(Coordinate labeling data)
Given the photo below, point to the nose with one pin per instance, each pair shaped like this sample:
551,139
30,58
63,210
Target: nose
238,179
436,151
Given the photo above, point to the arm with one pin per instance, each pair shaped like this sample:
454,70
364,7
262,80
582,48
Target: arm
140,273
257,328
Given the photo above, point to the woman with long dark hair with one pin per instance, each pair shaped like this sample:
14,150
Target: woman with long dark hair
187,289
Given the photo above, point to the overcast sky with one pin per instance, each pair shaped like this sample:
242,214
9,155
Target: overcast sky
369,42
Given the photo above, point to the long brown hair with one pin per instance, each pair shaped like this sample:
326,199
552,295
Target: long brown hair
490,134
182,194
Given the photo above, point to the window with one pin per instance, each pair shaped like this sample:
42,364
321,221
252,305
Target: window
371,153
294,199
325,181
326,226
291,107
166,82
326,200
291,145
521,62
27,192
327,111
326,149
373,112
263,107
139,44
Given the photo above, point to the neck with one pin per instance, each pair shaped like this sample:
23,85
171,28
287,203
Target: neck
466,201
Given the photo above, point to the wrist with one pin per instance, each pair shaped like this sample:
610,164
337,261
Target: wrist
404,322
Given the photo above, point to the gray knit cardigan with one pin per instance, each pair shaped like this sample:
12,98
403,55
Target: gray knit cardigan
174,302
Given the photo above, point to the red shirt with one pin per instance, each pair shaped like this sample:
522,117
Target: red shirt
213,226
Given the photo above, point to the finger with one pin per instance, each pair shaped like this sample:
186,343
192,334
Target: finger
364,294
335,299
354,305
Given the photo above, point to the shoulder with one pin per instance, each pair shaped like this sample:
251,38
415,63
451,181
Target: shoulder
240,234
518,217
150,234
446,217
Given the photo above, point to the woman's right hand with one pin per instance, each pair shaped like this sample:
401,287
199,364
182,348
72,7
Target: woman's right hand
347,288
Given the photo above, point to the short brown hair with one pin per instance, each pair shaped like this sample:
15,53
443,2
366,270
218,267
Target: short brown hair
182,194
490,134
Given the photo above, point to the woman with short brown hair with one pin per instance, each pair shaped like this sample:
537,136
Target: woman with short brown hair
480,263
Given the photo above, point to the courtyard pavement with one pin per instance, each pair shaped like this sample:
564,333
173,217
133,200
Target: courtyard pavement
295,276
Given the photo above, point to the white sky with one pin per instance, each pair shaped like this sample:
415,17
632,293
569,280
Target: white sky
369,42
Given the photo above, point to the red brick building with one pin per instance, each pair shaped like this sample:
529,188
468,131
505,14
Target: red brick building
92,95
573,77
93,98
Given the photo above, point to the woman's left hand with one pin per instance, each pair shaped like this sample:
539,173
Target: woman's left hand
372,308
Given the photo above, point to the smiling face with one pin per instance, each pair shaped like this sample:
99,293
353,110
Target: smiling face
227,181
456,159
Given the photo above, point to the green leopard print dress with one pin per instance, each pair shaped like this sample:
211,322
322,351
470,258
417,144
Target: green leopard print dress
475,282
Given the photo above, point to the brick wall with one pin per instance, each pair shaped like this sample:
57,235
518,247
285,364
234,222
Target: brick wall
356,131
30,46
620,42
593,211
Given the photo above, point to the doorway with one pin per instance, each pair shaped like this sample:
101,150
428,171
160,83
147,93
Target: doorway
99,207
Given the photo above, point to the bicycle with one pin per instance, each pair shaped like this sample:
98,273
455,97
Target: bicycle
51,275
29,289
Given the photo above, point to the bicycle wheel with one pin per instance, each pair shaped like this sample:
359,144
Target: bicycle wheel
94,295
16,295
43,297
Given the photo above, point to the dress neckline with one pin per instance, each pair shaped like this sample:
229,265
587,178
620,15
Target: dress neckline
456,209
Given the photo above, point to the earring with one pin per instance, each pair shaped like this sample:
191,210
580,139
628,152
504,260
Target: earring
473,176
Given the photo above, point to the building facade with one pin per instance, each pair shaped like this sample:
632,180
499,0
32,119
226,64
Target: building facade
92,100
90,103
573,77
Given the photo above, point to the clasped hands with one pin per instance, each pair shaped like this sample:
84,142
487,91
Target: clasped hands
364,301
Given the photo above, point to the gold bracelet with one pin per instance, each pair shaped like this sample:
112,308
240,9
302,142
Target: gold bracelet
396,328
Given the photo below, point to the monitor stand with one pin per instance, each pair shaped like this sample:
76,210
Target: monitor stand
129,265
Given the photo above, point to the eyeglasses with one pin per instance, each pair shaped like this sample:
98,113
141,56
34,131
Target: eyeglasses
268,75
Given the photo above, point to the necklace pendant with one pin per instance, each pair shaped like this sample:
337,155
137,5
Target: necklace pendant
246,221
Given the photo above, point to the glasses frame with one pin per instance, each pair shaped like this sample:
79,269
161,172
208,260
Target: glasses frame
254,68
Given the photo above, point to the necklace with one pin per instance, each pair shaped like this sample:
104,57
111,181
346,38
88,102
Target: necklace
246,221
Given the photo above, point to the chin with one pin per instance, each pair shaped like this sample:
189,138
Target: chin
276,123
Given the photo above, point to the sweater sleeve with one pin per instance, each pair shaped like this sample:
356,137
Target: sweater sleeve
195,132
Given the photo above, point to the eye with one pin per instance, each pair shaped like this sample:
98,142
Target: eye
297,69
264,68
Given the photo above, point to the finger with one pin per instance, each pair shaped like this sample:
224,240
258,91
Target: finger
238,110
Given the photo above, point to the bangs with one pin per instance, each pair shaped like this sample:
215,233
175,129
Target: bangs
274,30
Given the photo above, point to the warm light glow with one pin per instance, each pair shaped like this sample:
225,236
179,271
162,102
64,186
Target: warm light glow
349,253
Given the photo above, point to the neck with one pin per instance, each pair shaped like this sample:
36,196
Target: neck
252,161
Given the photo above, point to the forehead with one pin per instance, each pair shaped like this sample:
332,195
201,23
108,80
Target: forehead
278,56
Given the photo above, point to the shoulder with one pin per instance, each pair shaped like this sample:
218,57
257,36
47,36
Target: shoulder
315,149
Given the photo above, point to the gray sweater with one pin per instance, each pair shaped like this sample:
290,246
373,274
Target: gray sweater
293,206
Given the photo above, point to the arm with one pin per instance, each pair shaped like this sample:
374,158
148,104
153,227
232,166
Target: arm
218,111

#### Task brief:
Quote the data in full, keeping each word unchanged.

#### Expected answer:
Given the photo below, point to the nose with one pin per instance, each pair shaped like this sample:
551,139
30,58
63,210
Target: nose
238,179
436,151
Given the photo above, point to the arm with one pin per instance, each pair shaped like this sample:
454,70
364,7
262,80
582,48
Target: arm
140,273
257,328
Given the photo above, point to the woman with long dark hair with one pin per instance, each pair shaped like this sample:
14,150
Target: woman with long dark hair
187,289
Given the photo above, point to the overcast sky with one pin per instance, each pair shaped like this sample:
242,214
9,155
Target: overcast sky
369,42
Given the photo above, point to the long brown hair with one pin per instance, each pair shaped like this sample:
326,199
552,295
Target: long brown hair
490,134
182,194
Given the photo above, point to the window with one pin per instance, each pair shaped like this sample:
42,364
321,221
252,305
Target: window
371,153
294,199
325,181
326,226
291,107
166,82
326,200
291,145
521,62
27,192
327,111
326,149
373,112
263,107
139,44
Given the photo above, point to the neck with one pin per instance, each pair shaped like this sample:
23,85
171,28
287,203
Target: neck
466,201
Given the photo above, point to the wrist with one pin per instance, each pair shaped like this sample:
610,164
337,261
Target: wrist
404,322
Given the photo above, point to the gray knit cardigan with one pin per instance, each pair shaped like this sample:
12,98
403,55
Target: gray knit cardigan
174,302
Given the photo above, point to the red shirt with one pin per instance, each pair shaped like this sample:
522,117
Target: red shirt
213,226
Given the photo above, point to the finger with one pin per instance, each pair shaped like this sample:
186,343
192,334
Target: finger
364,294
335,299
354,305
Given the photo above, point to the shoulder with one pin per instance, each pair shaped like this sample:
251,38
415,63
451,181
Target: shoulder
240,234
518,217
150,234
446,217
Given the photo above, point to the woman's right hand with one pin per instance, each pair shaped like this sample:
401,287
199,364
182,348
72,7
Target: woman's right hand
347,288
Given the photo above, point to the short brown hair with one pin per instance, each pair shaped like this sample:
15,53
443,2
366,270
218,267
Target: short brown hair
182,194
490,134
Given the photo above, point to the woman with short brown hair with one pin per instance, each pair shaped like this sample:
537,136
Target: woman with short brown hair
480,263
Given the photo above, point to the courtyard pavement with one pin per instance, each pair shaped like this sample:
564,333
173,217
133,200
Target: courtyard pavement
295,276
Given the photo above, point to the white sky with one pin per instance, each pair shaped like this sample:
415,17
632,293
569,280
Target: white sky
369,42
Given the photo above, point to the red brick building with one pin per instance, each pair shaped like this sample:
529,188
468,131
505,14
Target: red brick building
92,95
573,77
93,98
Given the photo above, point to the woman's left hand with one pin per instance, each pair shaped like this sample:
539,173
Target: woman's left hand
372,308
Given the photo above, point to the smiling face with one pin per instance, each pair shaped like this sample:
99,293
353,110
Target: smiling face
227,181
456,159
Given the photo above, point to the green leopard print dress with one pin per instance, each pair shaped like this sample:
211,322
322,351
470,258
417,144
Target: green leopard print dress
475,282
Given the photo above, point to the brick wall with one pin per instance, each pair shaped like this sample:
57,235
518,247
285,364
234,222
Target: brick wall
356,131
30,46
620,42
593,211
Given the photo above, point to the doorway with one pin per instance, each pair shaped like this sample:
101,150
428,171
160,83
147,93
Target: doorway
99,207
Given the photo above, point to the bicycle with one pin per instance, each pair shaped like this sample:
98,273
455,97
Target: bicycle
51,275
29,289
Given the photo above, point to the bicycle wheel with one pin per instance, each pair shaped like this sample:
359,144
Target: bicycle wheel
94,295
16,295
43,297
Given the photo above, point to the dress neckline with one pin per instance, each pair shaped like this sample:
229,265
587,178
620,15
Target: dress neckline
456,209
Given the photo above, point to the earring with one pin per instance, each pair shaped like this sample:
191,210
580,139
628,152
504,260
Target: earring
473,176
Given the photo above, point to the building facade with one pin per instance, each pair shaped like this sample:
632,180
499,0
32,119
226,64
Target: building facade
92,100
90,103
573,77
Given the photo above, point to the clasped hands with one pin per instance, each pair shaped like this sample:
84,142
487,91
Target: clasped hands
364,301
Given the photo above, point to the gold bracelet with one pin per instance, each pair shaped like this sample:
112,308
240,9
302,142
Target: gold bracelet
396,328
Given the photo below, point to the monitor stand with one pin per instance, each pair shaped like this sample:
76,210
Target: monitor stand
129,265
Given the photo above, point to the eyeglasses with one pin per instance, each pair shaped like this sample:
98,113
141,56
34,131
Target: eyeglasses
268,75
Given the photo above, point to the necklace pendant with one pin per instance, each pair shaped like this sample:
337,155
137,5
Target: necklace pendant
246,221
Given the photo above, point to the glasses frame with one pin per instance, each pair shaped like this sample:
79,269
161,172
208,260
Target: glasses frame
254,68
Given the photo above, point to the necklace with one pin per instance, each pair shaped like this sample:
104,57
111,181
346,38
88,102
Target: necklace
246,221
Given the photo above, point to the chin with one pin per instance, each pair shaped like this sample:
189,138
Target: chin
276,123
Given the photo above, point to the sweater sleeve with one pin per instance, each pair shaped like this sample:
356,137
Target: sweater sleeve
195,132
Given the photo above, point to the eye with one pin per instance, each pair shaped like this sample:
98,142
Target: eye
297,69
264,68
Given the photo above, point to the finger with one pin per instance, each pair shaped like this sample:
224,240
258,91
Target: finger
238,110
Given the photo above, point to the bangs with one pin per instance, each pair shaped like this sample:
215,233
175,129
Target: bangs
274,30
Given the photo above, point to the warm light glow with one pin per instance, each pair shaped like this sample:
225,236
179,271
162,102
64,186
Target: warm light glow
349,253
Given the photo above, point to the neck with one pin per instance, each pair shaped like this sample:
36,196
Target: neck
252,161
Given the photo above, point to the forehead with one pin per instance, each pair shaped like this sample:
332,195
201,23
108,80
Target: forehead
278,56
Given the photo above, point to the shoulder with one pin per instance, each pair shaped like this sample:
218,57
257,36
47,36
Target: shoulder
315,149
Given the photo above, point to the gray sweater with one pin per instance, each pair shaped like this sample:
290,246
373,274
Target: gray sweater
293,206
Given the photo above, point to the arm with one pin per instance, each pair shaped like this sample:
374,158
148,104
153,227
232,166
Target: arm
218,111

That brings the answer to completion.